> **Stated goal 1**: In the forum thread, rewrite the paragraph that begins "As to the pen/cast..." as a short bulleted list that keeps its main points.
> **Stated goal 2**:
Answer these questions about the forum thread:
(a) What color is the watch parts pen, and what background was it photographed on?
(b) What kind of screen was the first reply viewed on?
(c) On what device did the whole photo look a lot darker to mike4066?

> **Excerpted text**:

-- Start --

# Watch Parts Pen - Photo Comments?



## mike4066

This is straight out of the camera, no color corrections/editing other than re-sizing.

Metallic Blue watch parts pen on a white paper background.


Comments / critiques on the photo?  

How does the color look?  It looks good on the camera and my monitor sucks so its hard to tell.


----------



## mark james

Hi Mike.

On my screen the black section is a bit dark.  If I alter the angle of my screen (MacBook Pro) it does come in lighter and clearer.

As to the pen/cast...  Looks mighty fine.  The divisions in the sections are clear, and all looks like a good cast.  The face is straight and clean.

Have Fun!


----------



## mike4066

Huh.... the whole thing looks a lot darker on my phone.  On the camera the background was a bright white and i couldnt see the bottom/back of the pen stand.

-- End --

[Stored data entries]
-- Start --

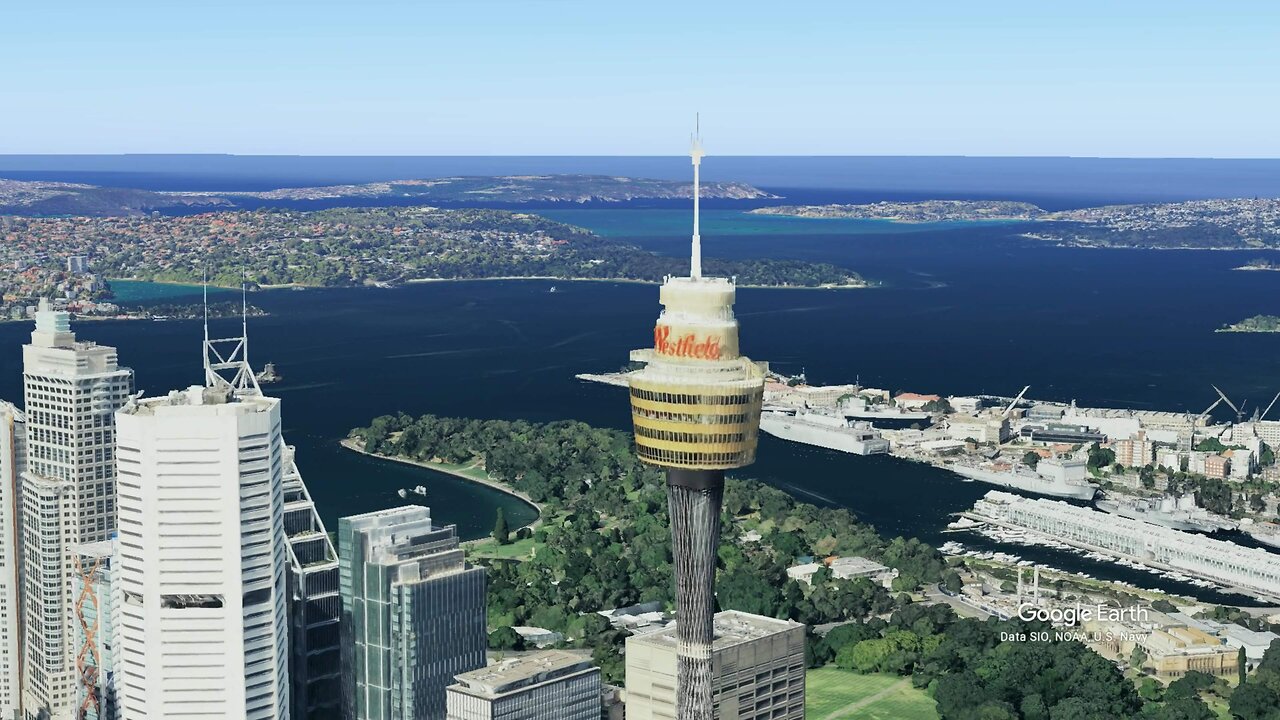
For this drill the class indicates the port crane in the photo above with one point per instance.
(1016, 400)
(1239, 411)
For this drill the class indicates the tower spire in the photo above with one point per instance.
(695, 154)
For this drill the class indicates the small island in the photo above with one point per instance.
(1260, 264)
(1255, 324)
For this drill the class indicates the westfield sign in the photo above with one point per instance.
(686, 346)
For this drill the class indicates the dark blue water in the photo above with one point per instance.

-- End --

> **Correct output 1**:
- The pen and cast look mighty fine.
- The divisions in the sections are clear.
- It all looks like a good cast.
- The face is straight and clean.

> **Correct output 2**:
(a) Metallic blue, on a white paper background.
(b) A MacBook Pro.
(c) A phone.